## start LISTED RECORDS

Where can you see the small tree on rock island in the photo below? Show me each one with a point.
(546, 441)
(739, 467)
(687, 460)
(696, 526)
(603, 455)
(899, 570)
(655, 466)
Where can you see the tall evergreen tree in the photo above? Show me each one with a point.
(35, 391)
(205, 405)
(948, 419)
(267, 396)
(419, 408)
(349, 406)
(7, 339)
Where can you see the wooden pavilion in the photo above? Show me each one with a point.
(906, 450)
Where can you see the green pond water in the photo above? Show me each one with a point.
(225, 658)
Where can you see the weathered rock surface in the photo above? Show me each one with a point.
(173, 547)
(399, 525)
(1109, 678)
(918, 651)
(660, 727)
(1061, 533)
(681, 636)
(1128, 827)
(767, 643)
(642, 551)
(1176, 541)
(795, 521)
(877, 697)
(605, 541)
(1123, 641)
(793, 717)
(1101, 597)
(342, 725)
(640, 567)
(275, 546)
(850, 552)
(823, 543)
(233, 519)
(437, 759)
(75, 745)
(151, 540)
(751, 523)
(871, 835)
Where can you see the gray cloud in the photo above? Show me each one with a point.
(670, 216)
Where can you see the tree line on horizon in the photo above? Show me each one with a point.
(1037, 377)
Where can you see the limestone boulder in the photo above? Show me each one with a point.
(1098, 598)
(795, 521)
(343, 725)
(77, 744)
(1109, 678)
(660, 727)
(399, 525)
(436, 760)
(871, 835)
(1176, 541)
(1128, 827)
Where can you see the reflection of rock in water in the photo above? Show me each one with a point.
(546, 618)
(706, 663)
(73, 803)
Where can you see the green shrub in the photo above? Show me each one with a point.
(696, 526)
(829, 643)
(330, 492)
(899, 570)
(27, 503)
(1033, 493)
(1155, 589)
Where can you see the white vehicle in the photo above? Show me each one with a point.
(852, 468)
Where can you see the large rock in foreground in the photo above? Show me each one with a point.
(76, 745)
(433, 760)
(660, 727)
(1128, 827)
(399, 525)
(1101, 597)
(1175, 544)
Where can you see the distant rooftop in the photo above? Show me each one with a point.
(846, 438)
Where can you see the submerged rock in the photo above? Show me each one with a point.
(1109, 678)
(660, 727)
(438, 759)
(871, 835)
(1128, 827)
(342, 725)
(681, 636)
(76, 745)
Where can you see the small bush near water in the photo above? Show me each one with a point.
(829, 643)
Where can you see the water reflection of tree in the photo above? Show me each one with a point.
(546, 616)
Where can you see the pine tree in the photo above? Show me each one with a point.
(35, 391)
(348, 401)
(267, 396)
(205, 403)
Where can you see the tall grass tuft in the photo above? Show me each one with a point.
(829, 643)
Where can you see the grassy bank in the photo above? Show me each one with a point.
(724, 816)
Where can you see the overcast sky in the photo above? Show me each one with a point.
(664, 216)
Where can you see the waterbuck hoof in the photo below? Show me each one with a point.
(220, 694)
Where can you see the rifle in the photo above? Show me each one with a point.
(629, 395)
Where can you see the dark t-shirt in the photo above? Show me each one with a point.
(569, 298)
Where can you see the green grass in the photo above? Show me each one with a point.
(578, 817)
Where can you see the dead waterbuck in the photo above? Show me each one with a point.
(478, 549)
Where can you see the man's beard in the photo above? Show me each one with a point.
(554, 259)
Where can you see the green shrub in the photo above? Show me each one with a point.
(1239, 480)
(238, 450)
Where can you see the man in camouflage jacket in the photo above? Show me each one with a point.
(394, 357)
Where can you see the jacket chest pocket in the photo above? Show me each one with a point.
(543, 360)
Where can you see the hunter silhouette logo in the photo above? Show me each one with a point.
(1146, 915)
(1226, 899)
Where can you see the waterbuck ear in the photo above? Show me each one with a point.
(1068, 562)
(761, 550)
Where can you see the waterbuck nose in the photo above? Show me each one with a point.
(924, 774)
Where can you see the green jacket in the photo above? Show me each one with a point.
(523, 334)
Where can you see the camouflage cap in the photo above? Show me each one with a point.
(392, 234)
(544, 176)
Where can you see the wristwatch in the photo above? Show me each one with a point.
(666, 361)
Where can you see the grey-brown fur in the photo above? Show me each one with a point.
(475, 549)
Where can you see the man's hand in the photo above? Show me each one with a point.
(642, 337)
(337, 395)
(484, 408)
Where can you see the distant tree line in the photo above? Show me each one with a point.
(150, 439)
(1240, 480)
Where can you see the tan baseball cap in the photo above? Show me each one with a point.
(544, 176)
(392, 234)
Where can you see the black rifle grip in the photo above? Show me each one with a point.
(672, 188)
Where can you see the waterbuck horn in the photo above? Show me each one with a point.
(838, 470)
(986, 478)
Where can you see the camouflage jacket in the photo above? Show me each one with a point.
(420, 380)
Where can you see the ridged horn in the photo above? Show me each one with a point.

## end LISTED RECORDS

PROBLEM TO WORK ON: Switch "each one" to "every one" throughout the records and write out all the lines again, keeping everything else the same.

SOLUTION:
Where can you see the small tree on rock island in the photo below? Show me every one with a point.
(546, 441)
(739, 467)
(687, 460)
(696, 526)
(603, 455)
(899, 570)
(655, 466)
Where can you see the tall evergreen tree in the photo above? Show me every one with a point.
(35, 391)
(205, 405)
(948, 419)
(267, 396)
(419, 408)
(349, 406)
(7, 339)
Where can you see the wooden pavilion in the photo above? Show me every one with a point.
(906, 450)
Where can you see the green pond water in the photo above? Show me every one with a point.
(225, 658)
Where can you see the weathered rock surface in the photo above? Show me every one with a point.
(173, 547)
(399, 525)
(1109, 678)
(918, 651)
(660, 727)
(1061, 533)
(681, 636)
(1128, 827)
(767, 643)
(642, 551)
(1176, 541)
(795, 521)
(877, 697)
(605, 541)
(1123, 641)
(793, 717)
(1101, 597)
(342, 725)
(640, 567)
(275, 546)
(850, 552)
(823, 543)
(233, 519)
(437, 759)
(75, 745)
(151, 540)
(751, 523)
(871, 835)
Where can you see the gray cloud in the photo above? Show me every one with a point.
(670, 216)
Where can you see the tree line on horizon in the photo above? Show me every one with a point.
(1037, 377)
Where can you see the limestone boulder in the photo above? Show me every one with a point.
(1098, 598)
(795, 521)
(343, 725)
(77, 744)
(1109, 678)
(660, 727)
(399, 525)
(436, 760)
(871, 835)
(1176, 541)
(1128, 827)
Where can you see the reflection of rock in water in the photo above? Show me every one with a point.
(546, 618)
(706, 663)
(73, 803)
Where can you see the green shrub in the photo above? Show me every one with a point.
(696, 526)
(829, 643)
(330, 492)
(899, 570)
(27, 503)
(1033, 493)
(1155, 589)
Where can you see the white vehicle in the photo above? Show me every one with a point.
(852, 468)
Where can you see the large rock in foreground in the photo above? Show me every one with a point.
(76, 745)
(433, 760)
(660, 727)
(1128, 827)
(399, 525)
(1101, 597)
(1175, 544)
Where can you see the distant rooftop in the photo above? Show me every one with a point.
(846, 438)
Where can you see the submerged rock in the photo above? Show me every one with a point.
(1109, 678)
(660, 727)
(438, 759)
(871, 835)
(1128, 827)
(342, 725)
(681, 636)
(76, 745)
Where can you see the small bush near water in the photo above? Show me every one with a point.
(829, 643)
Where can you see the water reflection of tree in the photo above? Show me every one with a point.
(546, 616)
Where can you see the pine tree in the photo above? Show me every one with a point.
(35, 391)
(348, 401)
(267, 396)
(205, 403)
Where can you see the tall grass tuft in the photo above? Show me every one with a point.
(829, 643)
Where can you see the grassy bank in the photo above? Show me every one with a point.
(724, 816)
Where can you see the overcast sky in the photo above? Show me every one with a point.
(664, 216)
Where can you see the waterbuck hoof in the photo below? Show me every one with a point.
(220, 694)
Where can you see the rifle in the photo above? Show me every one with a point.
(629, 395)
Where can you see the dark t-shirt in the photo above? Show me every one with a point.
(569, 298)
Where can you see the green grass in the photo above? Show me every one with a point.
(578, 817)
Where can you see the dead waterbuck in the photo above? Show me every one with a point.
(478, 549)
Where can you see the man's beard in the photo above? Show me every one with a point.
(554, 259)
Where can you see the green shrub in the photo above? Show me every one with a point.
(1239, 480)
(238, 450)
Where can you see the man in camouflage jacket in the photo above? Show me every one with a point.
(394, 357)
Where can you see the jacket chest pocket in the photo above? Show me every one with a point.
(543, 360)
Where can you see the hunter silhouette logo in the photo above? Show me every one with a point.
(1146, 915)
(1226, 899)
Where can you see the waterbuck ear in the photo above? Show me every one with a point.
(1068, 562)
(761, 550)
Where can you see the waterbuck nose in the photo above? Show me every one with a point.
(924, 774)
Where can you see the green jacket in the photo above? Show me every one with a point.
(523, 334)
Where can you see the camouflage cap in the photo above? Show me every one with a point.
(392, 234)
(544, 176)
Where can you see the wristwatch in the photo above? Show me every one with a point.
(666, 361)
Where can you see the grey-brown fur in the photo above? Show me every one with a point.
(475, 549)
Where can you see the man's hand in the photo above? Show me every one with a point.
(642, 337)
(337, 395)
(484, 408)
Where can you see the distant tree line in the photo above? Show me every one with a point.
(150, 439)
(1240, 480)
Where can you see the tan baseball cap in the photo above? Show me every one with a point.
(544, 176)
(392, 234)
Where can you see the black rifle grip in the photo above? Show me every one with a point.
(672, 188)
Where can you see the waterbuck horn in the photo above? Show me every one with a point.
(838, 470)
(986, 478)
Where can you see the camouflage jacket in the photo above? Show me every one with a point.
(420, 380)
Where can you see the ridged horn in the photo above? Show me every one with a point.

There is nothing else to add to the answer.